● Work instruction
Go to the line containing "[indicate] pale tree" in the records below and print it and every following line exactly, on through the line containing "[indicate] bush (a", then stop.

[Collected data entries]
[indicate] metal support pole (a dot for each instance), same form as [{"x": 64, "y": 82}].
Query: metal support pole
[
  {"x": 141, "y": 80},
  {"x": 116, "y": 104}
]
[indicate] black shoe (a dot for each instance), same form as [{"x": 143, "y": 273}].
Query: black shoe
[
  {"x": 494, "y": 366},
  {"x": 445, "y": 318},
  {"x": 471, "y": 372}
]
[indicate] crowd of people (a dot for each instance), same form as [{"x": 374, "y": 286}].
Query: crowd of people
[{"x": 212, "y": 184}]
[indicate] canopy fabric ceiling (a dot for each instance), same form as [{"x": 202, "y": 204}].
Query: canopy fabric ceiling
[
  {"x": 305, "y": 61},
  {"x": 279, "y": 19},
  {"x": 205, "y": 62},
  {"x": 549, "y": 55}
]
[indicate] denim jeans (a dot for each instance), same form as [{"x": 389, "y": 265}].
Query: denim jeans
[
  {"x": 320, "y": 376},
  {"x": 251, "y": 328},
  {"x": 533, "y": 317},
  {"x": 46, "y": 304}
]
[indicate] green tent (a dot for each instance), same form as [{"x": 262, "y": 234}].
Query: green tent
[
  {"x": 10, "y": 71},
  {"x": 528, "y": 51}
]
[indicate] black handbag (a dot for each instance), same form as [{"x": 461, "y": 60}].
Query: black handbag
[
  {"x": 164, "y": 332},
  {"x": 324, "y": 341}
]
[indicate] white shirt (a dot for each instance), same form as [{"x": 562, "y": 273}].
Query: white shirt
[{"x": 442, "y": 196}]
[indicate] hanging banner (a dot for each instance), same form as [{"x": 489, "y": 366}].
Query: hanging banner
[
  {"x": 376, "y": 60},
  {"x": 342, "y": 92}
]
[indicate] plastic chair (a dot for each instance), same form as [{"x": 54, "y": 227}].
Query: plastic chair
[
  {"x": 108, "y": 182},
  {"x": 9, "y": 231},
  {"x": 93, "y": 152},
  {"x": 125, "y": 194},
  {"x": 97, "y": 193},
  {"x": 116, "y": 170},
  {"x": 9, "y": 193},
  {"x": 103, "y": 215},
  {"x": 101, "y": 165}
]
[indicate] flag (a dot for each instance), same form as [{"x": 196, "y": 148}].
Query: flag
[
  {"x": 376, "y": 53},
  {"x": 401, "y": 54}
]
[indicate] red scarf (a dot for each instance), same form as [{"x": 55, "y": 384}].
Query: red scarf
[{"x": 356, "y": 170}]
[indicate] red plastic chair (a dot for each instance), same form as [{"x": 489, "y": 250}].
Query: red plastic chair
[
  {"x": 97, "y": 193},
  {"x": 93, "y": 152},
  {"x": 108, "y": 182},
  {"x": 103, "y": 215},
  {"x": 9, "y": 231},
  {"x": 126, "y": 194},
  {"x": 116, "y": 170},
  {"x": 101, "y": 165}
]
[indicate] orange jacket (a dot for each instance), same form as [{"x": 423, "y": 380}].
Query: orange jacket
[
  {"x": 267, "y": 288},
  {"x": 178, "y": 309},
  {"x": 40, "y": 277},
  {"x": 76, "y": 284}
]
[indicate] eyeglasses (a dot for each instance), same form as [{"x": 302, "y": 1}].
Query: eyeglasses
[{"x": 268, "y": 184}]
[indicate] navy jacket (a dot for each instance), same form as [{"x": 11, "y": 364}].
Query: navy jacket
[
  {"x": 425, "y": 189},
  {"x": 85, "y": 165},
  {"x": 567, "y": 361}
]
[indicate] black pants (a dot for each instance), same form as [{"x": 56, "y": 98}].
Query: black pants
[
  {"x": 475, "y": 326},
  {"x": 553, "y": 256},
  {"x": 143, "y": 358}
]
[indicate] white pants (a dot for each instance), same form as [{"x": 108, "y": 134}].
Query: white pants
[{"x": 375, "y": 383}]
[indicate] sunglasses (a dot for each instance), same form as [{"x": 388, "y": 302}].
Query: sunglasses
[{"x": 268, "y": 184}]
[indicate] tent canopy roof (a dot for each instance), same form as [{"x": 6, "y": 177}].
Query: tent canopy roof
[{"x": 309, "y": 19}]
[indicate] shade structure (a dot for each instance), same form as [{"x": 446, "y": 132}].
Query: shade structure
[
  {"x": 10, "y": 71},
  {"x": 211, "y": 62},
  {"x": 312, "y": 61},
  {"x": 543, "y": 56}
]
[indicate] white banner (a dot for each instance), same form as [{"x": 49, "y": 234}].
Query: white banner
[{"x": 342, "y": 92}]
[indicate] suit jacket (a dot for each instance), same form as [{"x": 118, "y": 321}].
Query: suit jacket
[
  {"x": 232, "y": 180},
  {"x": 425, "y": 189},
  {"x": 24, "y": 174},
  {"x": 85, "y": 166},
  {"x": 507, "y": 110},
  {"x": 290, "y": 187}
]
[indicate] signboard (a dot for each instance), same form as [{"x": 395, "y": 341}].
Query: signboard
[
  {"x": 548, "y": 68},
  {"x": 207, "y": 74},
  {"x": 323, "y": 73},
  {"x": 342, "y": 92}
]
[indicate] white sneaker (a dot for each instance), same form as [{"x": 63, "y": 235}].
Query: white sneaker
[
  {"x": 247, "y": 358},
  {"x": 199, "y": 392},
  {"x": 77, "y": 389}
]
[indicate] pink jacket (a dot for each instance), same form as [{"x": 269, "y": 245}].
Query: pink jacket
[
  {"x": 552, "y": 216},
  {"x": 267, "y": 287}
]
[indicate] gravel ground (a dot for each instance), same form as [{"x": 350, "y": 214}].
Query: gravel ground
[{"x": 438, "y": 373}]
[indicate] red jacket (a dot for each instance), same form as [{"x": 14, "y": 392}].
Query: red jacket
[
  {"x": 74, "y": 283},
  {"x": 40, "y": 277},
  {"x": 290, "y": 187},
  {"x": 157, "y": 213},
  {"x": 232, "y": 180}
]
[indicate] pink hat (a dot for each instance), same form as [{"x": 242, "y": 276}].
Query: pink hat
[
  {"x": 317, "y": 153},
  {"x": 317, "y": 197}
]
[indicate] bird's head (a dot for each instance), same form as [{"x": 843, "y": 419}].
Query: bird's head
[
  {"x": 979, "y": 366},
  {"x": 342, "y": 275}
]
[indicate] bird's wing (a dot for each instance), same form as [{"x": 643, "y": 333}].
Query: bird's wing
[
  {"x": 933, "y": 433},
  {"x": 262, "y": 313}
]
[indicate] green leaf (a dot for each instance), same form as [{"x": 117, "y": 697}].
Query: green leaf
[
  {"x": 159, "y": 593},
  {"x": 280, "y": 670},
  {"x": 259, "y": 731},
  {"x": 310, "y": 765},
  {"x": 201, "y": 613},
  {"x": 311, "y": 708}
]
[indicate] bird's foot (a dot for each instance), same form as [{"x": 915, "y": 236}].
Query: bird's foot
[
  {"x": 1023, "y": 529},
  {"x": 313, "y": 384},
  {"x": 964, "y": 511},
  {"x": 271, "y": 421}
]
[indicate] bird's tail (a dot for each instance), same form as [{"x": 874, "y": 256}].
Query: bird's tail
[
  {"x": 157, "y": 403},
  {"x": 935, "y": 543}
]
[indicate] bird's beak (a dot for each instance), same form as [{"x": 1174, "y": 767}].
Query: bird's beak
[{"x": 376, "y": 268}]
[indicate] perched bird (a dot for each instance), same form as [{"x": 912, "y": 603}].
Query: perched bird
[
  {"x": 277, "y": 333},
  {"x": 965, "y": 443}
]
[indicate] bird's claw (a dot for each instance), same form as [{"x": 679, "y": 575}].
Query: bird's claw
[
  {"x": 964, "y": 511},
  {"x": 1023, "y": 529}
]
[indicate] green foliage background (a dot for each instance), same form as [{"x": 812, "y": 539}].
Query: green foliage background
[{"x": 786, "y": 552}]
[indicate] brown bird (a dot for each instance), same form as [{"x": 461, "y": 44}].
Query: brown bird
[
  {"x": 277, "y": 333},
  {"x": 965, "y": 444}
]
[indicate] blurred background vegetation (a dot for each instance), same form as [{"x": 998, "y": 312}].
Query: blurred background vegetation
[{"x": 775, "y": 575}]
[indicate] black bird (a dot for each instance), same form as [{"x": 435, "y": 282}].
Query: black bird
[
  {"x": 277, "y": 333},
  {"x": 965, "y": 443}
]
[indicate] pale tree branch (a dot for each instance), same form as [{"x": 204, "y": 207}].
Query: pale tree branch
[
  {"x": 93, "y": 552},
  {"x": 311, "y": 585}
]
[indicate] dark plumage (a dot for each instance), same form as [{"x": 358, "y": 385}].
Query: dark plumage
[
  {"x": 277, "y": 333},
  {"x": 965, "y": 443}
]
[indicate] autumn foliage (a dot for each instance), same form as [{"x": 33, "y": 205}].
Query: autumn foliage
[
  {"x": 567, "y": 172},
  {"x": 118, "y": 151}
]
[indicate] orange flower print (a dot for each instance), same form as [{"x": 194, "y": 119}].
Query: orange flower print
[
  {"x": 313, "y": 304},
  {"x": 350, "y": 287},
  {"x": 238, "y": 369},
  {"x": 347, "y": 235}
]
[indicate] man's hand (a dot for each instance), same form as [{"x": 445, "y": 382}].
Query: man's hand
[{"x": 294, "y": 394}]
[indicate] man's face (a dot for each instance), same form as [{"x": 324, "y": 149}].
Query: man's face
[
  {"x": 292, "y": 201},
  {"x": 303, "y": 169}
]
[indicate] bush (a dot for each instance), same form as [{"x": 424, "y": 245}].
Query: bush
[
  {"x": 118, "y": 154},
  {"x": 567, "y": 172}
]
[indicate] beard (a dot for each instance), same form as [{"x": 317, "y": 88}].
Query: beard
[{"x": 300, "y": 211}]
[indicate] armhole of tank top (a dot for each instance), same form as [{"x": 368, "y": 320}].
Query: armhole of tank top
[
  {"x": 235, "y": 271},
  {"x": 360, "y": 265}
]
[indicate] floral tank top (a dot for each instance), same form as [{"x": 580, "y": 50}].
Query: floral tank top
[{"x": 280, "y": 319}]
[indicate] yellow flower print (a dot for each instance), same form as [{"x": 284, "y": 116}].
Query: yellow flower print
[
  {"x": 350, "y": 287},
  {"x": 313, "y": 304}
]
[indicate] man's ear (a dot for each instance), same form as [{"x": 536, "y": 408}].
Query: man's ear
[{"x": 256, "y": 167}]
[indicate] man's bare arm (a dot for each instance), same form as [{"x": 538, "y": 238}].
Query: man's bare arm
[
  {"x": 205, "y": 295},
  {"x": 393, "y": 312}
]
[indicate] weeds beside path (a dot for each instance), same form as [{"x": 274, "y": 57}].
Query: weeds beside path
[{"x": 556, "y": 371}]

● Task solution
[indicate] pale tree branch (a dot for each instance), same form as [{"x": 204, "y": 207}].
Query: pale tree branch
[
  {"x": 93, "y": 552},
  {"x": 311, "y": 585}
]
[indicate] dark plumage (a dot for each instance), same form as [{"x": 358, "y": 385}].
Query: dark plumage
[
  {"x": 277, "y": 333},
  {"x": 965, "y": 443}
]
[indicate] autumn foliage (a dot for each instance), same form as [{"x": 33, "y": 205}].
Query: autumn foliage
[
  {"x": 567, "y": 172},
  {"x": 118, "y": 151}
]
[indicate] orange flower print (a dot for each instance), same form as [{"x": 194, "y": 119}].
Query: orange flower print
[
  {"x": 313, "y": 304},
  {"x": 350, "y": 287},
  {"x": 238, "y": 369},
  {"x": 347, "y": 235}
]
[indicate] man's hand (a dot for each instance), same form as [{"x": 445, "y": 382}].
Query: man's hand
[{"x": 294, "y": 394}]
[indicate] man's face (a dot for each instance), same form as [{"x": 324, "y": 149}].
Query: man's face
[
  {"x": 292, "y": 201},
  {"x": 303, "y": 169}
]
[indicate] bush (a dot for each instance), same form as [{"x": 424, "y": 245}].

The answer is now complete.